-------- Material for the task --------

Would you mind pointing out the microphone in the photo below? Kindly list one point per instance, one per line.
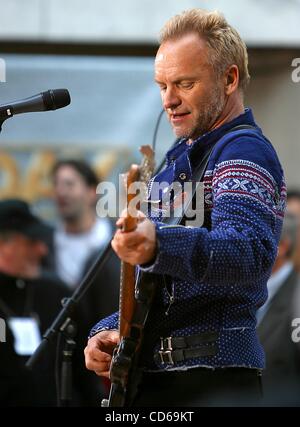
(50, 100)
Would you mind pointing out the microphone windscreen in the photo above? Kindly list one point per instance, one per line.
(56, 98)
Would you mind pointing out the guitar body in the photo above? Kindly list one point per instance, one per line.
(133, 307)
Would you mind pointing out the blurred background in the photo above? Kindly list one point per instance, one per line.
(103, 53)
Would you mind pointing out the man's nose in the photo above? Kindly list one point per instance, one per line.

--------
-------- Material for the task --------

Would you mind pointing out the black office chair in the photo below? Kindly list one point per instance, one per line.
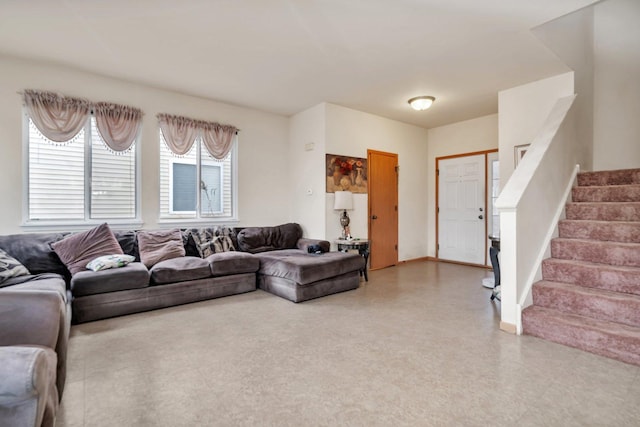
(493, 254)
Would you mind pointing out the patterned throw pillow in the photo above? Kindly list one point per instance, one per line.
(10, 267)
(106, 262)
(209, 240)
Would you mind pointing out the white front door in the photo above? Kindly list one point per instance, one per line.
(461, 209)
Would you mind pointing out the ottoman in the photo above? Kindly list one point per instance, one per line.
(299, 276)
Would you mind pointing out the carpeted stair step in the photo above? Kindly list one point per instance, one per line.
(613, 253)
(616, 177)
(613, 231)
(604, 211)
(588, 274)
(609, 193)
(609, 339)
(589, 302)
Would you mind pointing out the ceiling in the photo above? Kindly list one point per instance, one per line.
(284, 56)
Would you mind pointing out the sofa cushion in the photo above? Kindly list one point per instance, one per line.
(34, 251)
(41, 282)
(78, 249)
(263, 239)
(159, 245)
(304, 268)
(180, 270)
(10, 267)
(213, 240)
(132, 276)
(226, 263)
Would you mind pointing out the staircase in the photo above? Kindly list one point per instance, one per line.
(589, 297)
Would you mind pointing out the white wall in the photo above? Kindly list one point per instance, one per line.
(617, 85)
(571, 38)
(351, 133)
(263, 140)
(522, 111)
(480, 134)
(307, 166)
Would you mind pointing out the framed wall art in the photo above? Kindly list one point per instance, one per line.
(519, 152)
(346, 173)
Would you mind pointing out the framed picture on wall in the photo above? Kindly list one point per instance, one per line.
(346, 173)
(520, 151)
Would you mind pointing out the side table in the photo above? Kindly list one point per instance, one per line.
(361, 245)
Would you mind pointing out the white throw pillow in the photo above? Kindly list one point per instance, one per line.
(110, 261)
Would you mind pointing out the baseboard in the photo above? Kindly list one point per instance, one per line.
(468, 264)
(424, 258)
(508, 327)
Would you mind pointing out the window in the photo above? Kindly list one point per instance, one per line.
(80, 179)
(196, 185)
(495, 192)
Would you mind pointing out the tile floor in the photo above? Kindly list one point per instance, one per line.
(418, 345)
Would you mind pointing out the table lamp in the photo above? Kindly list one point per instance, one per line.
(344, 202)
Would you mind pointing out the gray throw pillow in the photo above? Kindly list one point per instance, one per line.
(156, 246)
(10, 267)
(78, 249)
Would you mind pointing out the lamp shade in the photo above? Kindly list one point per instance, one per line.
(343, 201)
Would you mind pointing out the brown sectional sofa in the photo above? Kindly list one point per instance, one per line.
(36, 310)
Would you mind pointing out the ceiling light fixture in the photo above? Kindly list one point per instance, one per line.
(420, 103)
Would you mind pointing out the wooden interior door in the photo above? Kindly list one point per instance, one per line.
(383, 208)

--------

Set task = Please write out the material from the line with "Would you mind pointing out the microphone in" up to and including the line with "Would you mind pointing out the man's", leaving the pictures out of your answer.

Response to this exercise =
Would you mind pointing out the microphone in the photo below? Kindly list one point per instance, one per line.
(50, 100)
Would you mind pointing out the microphone windscreen in the photo above? Kindly list one point per instance, one per line.
(56, 98)
Would you mind pointing out the guitar body in the photo above? Kindly list one point per instance, one per line.
(133, 307)
Would you mind pointing out the blurred background in the photo above? Kindly list one point per instance, one per line.
(103, 53)
Would you mind pointing out the man's nose in the photo above? Kindly list one point per instance, one per line.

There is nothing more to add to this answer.